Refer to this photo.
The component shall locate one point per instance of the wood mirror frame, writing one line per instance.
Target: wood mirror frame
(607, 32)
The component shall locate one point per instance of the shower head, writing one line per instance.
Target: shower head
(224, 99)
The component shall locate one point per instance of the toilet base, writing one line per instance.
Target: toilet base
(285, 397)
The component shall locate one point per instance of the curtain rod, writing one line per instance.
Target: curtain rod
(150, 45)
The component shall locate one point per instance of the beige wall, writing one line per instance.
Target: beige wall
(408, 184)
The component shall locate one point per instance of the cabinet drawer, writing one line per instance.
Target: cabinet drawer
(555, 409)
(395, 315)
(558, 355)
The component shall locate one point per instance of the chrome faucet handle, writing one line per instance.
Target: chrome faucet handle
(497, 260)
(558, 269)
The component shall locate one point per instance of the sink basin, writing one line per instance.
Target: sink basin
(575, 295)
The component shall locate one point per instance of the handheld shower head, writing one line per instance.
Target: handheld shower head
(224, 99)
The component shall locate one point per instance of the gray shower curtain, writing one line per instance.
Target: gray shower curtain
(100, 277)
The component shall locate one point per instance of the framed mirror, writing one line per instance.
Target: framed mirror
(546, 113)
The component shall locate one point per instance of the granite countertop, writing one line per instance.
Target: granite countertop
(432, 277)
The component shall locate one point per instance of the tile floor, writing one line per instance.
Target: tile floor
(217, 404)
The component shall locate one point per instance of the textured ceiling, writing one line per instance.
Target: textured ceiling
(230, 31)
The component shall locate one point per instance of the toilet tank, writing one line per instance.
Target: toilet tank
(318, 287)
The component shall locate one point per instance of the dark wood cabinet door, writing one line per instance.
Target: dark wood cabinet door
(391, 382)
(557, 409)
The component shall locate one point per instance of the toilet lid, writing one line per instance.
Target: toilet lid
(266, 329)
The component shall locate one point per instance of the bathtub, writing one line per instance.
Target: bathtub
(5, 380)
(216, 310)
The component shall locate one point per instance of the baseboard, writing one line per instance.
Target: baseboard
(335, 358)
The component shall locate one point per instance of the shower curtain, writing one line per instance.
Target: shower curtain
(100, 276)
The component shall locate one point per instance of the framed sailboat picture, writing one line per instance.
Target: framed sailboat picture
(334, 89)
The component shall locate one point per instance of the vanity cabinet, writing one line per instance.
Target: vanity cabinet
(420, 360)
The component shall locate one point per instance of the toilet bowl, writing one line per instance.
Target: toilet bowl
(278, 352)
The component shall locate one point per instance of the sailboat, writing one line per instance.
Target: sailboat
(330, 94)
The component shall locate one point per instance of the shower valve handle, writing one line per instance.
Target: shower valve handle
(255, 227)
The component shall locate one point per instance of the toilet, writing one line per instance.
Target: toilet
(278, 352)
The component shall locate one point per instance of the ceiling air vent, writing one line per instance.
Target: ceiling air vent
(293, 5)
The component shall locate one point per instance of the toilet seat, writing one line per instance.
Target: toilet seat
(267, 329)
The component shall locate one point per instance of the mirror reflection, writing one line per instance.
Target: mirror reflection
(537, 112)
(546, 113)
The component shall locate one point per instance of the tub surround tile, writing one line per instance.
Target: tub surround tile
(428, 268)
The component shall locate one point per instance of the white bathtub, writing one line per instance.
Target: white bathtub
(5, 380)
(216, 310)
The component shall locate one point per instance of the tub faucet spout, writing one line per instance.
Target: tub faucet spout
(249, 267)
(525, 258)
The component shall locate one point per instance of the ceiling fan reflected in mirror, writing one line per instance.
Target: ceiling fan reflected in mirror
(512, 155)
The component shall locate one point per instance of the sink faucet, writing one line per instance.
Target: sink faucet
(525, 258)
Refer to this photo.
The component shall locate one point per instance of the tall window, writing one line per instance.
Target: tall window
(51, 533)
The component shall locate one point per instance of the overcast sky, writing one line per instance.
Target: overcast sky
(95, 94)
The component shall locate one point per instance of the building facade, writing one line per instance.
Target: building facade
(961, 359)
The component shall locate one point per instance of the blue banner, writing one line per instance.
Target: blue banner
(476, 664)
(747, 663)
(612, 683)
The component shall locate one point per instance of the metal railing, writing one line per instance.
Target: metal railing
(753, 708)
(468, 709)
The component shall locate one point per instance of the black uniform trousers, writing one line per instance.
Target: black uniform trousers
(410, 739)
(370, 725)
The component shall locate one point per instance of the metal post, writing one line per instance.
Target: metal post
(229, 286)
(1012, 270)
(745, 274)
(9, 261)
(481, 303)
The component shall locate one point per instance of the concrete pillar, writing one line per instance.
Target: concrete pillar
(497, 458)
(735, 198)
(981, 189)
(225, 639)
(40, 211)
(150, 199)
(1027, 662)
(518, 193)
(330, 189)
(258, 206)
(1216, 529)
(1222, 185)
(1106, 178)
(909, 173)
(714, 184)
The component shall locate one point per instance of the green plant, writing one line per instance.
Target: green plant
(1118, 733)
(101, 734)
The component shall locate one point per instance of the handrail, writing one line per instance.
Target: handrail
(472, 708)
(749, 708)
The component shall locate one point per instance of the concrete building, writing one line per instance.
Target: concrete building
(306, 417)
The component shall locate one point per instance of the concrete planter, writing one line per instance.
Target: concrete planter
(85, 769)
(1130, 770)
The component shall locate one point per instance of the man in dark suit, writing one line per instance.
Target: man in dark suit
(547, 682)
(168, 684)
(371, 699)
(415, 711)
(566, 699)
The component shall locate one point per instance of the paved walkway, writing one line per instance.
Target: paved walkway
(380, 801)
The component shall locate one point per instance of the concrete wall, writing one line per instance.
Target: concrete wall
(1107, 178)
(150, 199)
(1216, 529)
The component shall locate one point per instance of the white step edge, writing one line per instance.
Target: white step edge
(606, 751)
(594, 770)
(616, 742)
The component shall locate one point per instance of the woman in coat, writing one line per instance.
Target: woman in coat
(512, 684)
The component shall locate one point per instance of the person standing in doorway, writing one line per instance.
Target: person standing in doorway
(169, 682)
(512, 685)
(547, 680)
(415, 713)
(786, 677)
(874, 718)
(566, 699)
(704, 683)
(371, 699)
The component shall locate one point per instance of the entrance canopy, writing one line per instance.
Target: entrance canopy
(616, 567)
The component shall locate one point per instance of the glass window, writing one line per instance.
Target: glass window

> **What you have to do**:
The whole listing above needs to be transcribed exactly.

> **Solution below**:
Refer to this photo.
The component shall locate one point per instance of the wood mirror frame, writing one line per instance.
Target: wood mirror frame
(607, 32)
The component shall locate one point per instance of the shower head, writing one line per instance.
Target: shower head
(224, 99)
The component shall locate one point per instance of the toilet base, writing one line per instance.
Target: toilet base
(285, 397)
The component shall locate one point per instance of the curtain rod, writing one line per instance.
Target: curtain rod
(150, 45)
The component shall locate one point per instance of the beige wall, writing one line per instance.
Target: beige wall
(408, 184)
The component shall locate one point per instance of the cabinet drawer, writing one line per instance.
Target: cabinet drawer
(555, 409)
(395, 315)
(558, 355)
The component shall locate one point per instance of the chrome faucet handle, writing one line per instance.
Target: chrome faucet handle
(497, 260)
(558, 269)
The component shall locate one point per instance of the sink basin, writing one line per instance.
Target: sink basin
(575, 295)
The component shall locate one point per instance of the handheld shower head, writing one line per instance.
Target: handheld shower head
(224, 99)
The component shall locate one point per instance of the gray shower curtain, writing one line per instance.
Target: gray shower curtain
(100, 277)
The component shall locate one point per instance of the framed mirror, writing one line per instance.
Target: framed mirror
(546, 113)
The component shall locate one point per instance of the granite countertop, writing one line per instance.
Target: granite countertop
(432, 277)
The component shall locate one point per instance of the tile floor, writing one line per instance.
Target: tile floor
(217, 404)
The component shall locate one point per instance of the textured ceiling, writing one line per instance.
Target: textured ceiling
(230, 31)
The component shall locate one point per instance of the toilet tank, writing one line per instance.
Target: toilet tank
(318, 287)
The component shall locate one point per instance of the dark wood cabinet door, writing one line per instance.
Target: dark wood cabinet door
(391, 382)
(557, 409)
The component shall locate one point per instance of the toilet lid, writing one line per instance.
Target: toilet lid
(266, 329)
The component shall locate one point per instance of the bathtub, writing one line per instance.
Target: bathtub
(5, 380)
(216, 310)
The component shall locate one point per instance of the baseboard, writing one line per instance.
Target: baseboard
(335, 358)
The component shall locate one point per instance of the shower curtain, writing one line per instance.
Target: shower curtain
(100, 276)
The component shall locate one point per instance of the framed sailboat picture, writing one line per instance.
Target: framed sailboat picture
(334, 89)
The component shall locate one point per instance of the vanity cabinet, writing one line per instance.
Target: vanity cabinet
(420, 360)
The component shall locate one point per instance of the toilet bowl, writing one line per instance.
Target: toilet bowl
(278, 352)
The component shall locate one point per instance of the sailboat, writing one line per instance.
Target: sailboat
(330, 94)
The component shall locate one point per instance of the shower valve handle, writing one line per instance.
Target: shower valve handle
(255, 227)
The component shall locate one point per instance of the toilet, writing one line per instance.
Target: toilet
(278, 352)
The component shall locate one point per instance of the ceiling air vent, writing one line per instance.
Target: ceiling air vent
(293, 5)
The component shall locate one point per instance of the toilet seat, writing one line per instance.
Target: toilet seat
(267, 329)
The component shall locate one point per instance of the mirror reflection, writing one line per instance.
Target: mirror reflection
(537, 112)
(546, 113)
The component shall locate one point per instance of the tub surround tile, writing one line per instance.
Target: tub surround tile
(428, 268)
The component shall locate one point per instance of the white bathtub, writing one line per instance.
Target: white bathtub
(5, 380)
(216, 310)
The component shall locate one point per instance of the tub faucet spout, writing one line per instance.
Target: tub faucet spout
(249, 267)
(525, 258)
The component shall locate one point per instance of the ceiling fan reflected in mirror, writing one line per instance.
Target: ceiling fan reflected in mirror
(512, 155)
The component shall locate one point per instance of the sink faucet, writing one line per instance.
Target: sink faucet
(525, 258)
Refer to this photo.
The component shall locate one point per instance of the tall window, writing one line per instance.
Target: tall window
(51, 533)
The component shall locate one point per instance of the overcast sky, writing one line per instance.
Target: overcast sky
(95, 94)
The component shall locate one point per instance of the building facade, writing one line per instance.
Target: building facade
(961, 359)
The component shall locate one point per instance of the blue banner, writing one line per instance.
Target: blue banner
(476, 664)
(747, 663)
(612, 683)
The component shall locate one point per instance of the metal railing, writing one line per instance.
Target: metal railing
(753, 708)
(468, 709)
The component shall locate one point per instance of the black uniform trousers, writing one line per instance.
Target: black uniform trousers
(410, 739)
(370, 725)
The component shall locate one point per instance of the metal post, writing one line per instance.
Target: metal post
(229, 286)
(1012, 270)
(745, 274)
(9, 261)
(481, 303)
The component shall locate one point per instance of the concrete pillar, writing one line per instance.
Target: concrete pillar
(497, 458)
(735, 198)
(981, 189)
(225, 639)
(40, 211)
(150, 199)
(1027, 662)
(518, 193)
(330, 189)
(258, 206)
(1216, 529)
(1222, 185)
(1106, 178)
(909, 173)
(714, 184)
The component shall locate one point per instance of the green plant, writing one line per instance.
Target: green plant
(1118, 733)
(101, 734)
The component shall locate one point per instance of the handrail, writing one line per instance.
Target: handrail
(472, 708)
(749, 708)
The component shall locate one point per instance of the concrete building, writing one line per instance.
Target: concrete building
(306, 417)
The component shall locate one point per instance of the concrete planter, writing one line per instance.
Target: concrete planter
(85, 769)
(1130, 770)
The component shall locate one point per instance of the man in dark suit, writing one line per instance.
Target: man in dark suit
(547, 682)
(168, 684)
(371, 699)
(415, 711)
(566, 699)
The component shall locate one point per instance of the paved walkway, writing one line per instance.
Target: paved walkway
(380, 801)
The component shall locate one point per instance of the concrete wall, writing one line per instance.
Target: concrete wall
(1107, 178)
(150, 199)
(1216, 529)
The component shall locate one point per instance of the white step edge, writing one line per instance.
Target: white step edge
(606, 751)
(594, 770)
(616, 742)
The component shall locate one point per instance of the woman in coat, writing one line per instance.
Target: woman in coat
(512, 684)
The component shall locate one point per instance of the person standing in doorway, writing one line per instance.
Target: person standing in doorway
(169, 682)
(512, 685)
(547, 680)
(415, 713)
(786, 677)
(874, 718)
(566, 699)
(704, 683)
(371, 699)
The component shall locate one point per instance of the entrance canopy, writing one line per instance.
Target: entrance canopy
(616, 567)
The component shall locate one point per instance of the glass window, writing one line per instance.
Target: glass window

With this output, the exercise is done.